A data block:
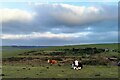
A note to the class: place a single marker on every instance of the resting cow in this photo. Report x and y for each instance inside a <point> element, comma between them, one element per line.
<point>52,61</point>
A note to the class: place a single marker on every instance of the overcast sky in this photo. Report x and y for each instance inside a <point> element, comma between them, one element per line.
<point>58,23</point>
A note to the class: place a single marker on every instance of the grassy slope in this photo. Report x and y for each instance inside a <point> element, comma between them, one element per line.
<point>60,72</point>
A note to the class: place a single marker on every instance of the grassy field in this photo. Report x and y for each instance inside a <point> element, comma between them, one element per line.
<point>59,72</point>
<point>20,69</point>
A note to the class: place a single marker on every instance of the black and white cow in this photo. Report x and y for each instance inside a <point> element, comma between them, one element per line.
<point>78,66</point>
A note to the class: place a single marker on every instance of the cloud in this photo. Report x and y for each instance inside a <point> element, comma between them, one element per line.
<point>48,35</point>
<point>71,15</point>
<point>106,37</point>
<point>47,17</point>
<point>15,15</point>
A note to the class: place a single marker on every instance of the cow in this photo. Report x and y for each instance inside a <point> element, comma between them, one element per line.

* Stated task: Scale the material above by writing out every line of it again, with each x and y coordinate multiplied by 0.7 and rounded to a whole number, halves rounding up. Leave the pictures out.

* Exercise output:
A note to the class: place a single marker on every instance of the resting cow in this photo. Report x and y for each instance inside a <point> element, comma between them, one element per line.
<point>36,43</point>
A note to the class: place a single marker on every instance of the overcast sky in this photo. Report x and y for each instance inside a <point> element, comma between them, one element per line.
<point>41,16</point>
A note to the class: place a single marker on every instance of the grassy slope in this photo. Report x and y for each instance inside a <point> element, comma between them, one element per line.
<point>42,50</point>
A note to the class: place a single marker on every instance of the grassy field in this photo. Report x and y for each instance inside a <point> element, comma between them, one element per line.
<point>41,50</point>
<point>14,48</point>
A note to the class: place a single marker on every instance of the black and white cow in this photo. Report x and y for each instance inside a <point> element, comma between them, one element per line.
<point>55,46</point>
A note to the class: place a single marker on every instance of the cloud in this photo. Report x and y for each instance inside a <point> element, comma between them, one element per line.
<point>34,25</point>
<point>50,11</point>
<point>74,26</point>
<point>33,12</point>
<point>11,11</point>
A note to the class: place a single marker on every instance of the cow in this photo. Report x and y for each instance inside a <point> element, comma between them, one element per line.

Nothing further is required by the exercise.